EXERCISE DETAILS - In the entries, put every line from the one containing "Expected: one point per instance of the cymbal, each" down to the one containing "point(256, 280)", both included, into a numbered list with blank lines left out.

DATA SUPPLIED -
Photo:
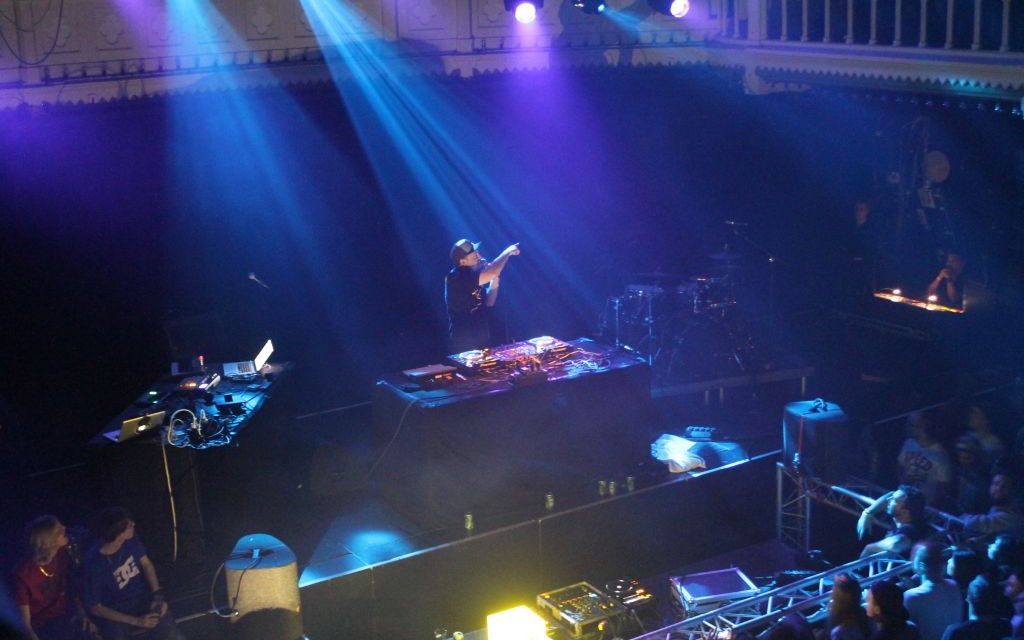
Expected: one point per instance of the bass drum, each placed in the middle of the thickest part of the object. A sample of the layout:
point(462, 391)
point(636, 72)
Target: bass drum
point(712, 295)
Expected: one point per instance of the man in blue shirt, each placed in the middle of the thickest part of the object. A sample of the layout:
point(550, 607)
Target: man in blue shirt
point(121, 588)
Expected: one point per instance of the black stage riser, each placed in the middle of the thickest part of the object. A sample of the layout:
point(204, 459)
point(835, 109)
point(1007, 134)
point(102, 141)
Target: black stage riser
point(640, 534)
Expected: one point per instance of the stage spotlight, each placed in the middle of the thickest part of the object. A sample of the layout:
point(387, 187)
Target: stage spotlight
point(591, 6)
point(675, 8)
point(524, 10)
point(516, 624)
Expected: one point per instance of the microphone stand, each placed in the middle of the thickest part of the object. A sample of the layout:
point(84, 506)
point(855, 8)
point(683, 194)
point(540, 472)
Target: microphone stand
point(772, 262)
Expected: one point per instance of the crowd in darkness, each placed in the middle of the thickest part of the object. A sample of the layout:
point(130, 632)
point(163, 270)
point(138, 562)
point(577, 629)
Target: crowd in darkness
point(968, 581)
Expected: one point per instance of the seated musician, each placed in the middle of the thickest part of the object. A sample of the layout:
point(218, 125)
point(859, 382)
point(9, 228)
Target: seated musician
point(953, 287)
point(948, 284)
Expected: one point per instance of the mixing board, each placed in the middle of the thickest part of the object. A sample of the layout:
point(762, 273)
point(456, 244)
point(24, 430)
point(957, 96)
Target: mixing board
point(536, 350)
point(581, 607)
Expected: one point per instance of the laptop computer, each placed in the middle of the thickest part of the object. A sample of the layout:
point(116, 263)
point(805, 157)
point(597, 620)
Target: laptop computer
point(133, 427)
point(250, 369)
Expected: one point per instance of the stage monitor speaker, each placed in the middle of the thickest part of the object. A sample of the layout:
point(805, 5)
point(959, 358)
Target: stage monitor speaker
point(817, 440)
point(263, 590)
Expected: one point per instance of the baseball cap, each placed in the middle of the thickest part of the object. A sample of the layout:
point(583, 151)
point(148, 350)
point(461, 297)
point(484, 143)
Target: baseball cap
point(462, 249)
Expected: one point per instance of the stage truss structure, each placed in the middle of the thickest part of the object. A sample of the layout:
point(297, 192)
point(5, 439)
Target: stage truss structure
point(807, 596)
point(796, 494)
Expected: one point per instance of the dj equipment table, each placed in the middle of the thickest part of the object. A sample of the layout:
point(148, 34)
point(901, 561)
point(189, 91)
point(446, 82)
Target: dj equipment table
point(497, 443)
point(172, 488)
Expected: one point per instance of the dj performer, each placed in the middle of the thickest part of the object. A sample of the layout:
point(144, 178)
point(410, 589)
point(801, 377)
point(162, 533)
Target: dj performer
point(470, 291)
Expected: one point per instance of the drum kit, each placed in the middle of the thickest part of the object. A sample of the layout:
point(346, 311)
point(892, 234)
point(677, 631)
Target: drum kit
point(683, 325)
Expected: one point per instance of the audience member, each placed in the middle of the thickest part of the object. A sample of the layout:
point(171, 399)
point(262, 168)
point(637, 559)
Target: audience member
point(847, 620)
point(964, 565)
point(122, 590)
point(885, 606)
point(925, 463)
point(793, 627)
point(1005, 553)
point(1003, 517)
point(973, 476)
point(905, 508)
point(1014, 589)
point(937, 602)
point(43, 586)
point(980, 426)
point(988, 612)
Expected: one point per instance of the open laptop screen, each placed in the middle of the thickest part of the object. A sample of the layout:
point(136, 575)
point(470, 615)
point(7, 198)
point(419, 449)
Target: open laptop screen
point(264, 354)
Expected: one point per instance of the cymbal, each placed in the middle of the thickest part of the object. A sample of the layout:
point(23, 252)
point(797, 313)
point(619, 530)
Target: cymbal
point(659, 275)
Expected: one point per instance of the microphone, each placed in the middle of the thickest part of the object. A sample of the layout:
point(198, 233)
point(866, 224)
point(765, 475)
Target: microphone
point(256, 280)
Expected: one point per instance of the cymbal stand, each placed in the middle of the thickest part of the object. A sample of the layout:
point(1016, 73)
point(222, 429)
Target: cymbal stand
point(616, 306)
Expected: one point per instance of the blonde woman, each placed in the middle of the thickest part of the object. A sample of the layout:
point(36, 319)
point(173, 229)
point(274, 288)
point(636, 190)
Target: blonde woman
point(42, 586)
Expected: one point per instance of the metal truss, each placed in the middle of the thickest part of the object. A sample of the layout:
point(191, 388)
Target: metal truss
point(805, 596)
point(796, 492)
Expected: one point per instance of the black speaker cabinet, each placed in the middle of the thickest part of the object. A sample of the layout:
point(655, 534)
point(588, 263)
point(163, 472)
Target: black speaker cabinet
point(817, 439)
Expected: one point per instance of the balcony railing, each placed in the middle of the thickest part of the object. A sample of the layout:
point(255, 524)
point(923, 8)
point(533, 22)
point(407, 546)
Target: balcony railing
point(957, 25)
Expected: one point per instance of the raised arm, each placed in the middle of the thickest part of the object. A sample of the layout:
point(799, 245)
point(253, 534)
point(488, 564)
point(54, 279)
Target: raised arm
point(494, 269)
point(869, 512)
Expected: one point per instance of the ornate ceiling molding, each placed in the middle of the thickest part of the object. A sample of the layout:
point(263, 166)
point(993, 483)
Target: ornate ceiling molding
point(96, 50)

EXERCISE ANSWER -
1. Expected: one point per instance of the cymbal, each placed in the middle of the thickest part of the object. A sample of the layout:
2. point(23, 252)
3. point(797, 313)
4. point(619, 530)
5. Target: cymbal
6. point(659, 275)
7. Expected: one point per instance of the microphone, each placed in the middle of the thickest part of the object. A sample of the layout:
8. point(198, 233)
9. point(866, 224)
10. point(765, 475)
11. Target: microphone
12. point(256, 280)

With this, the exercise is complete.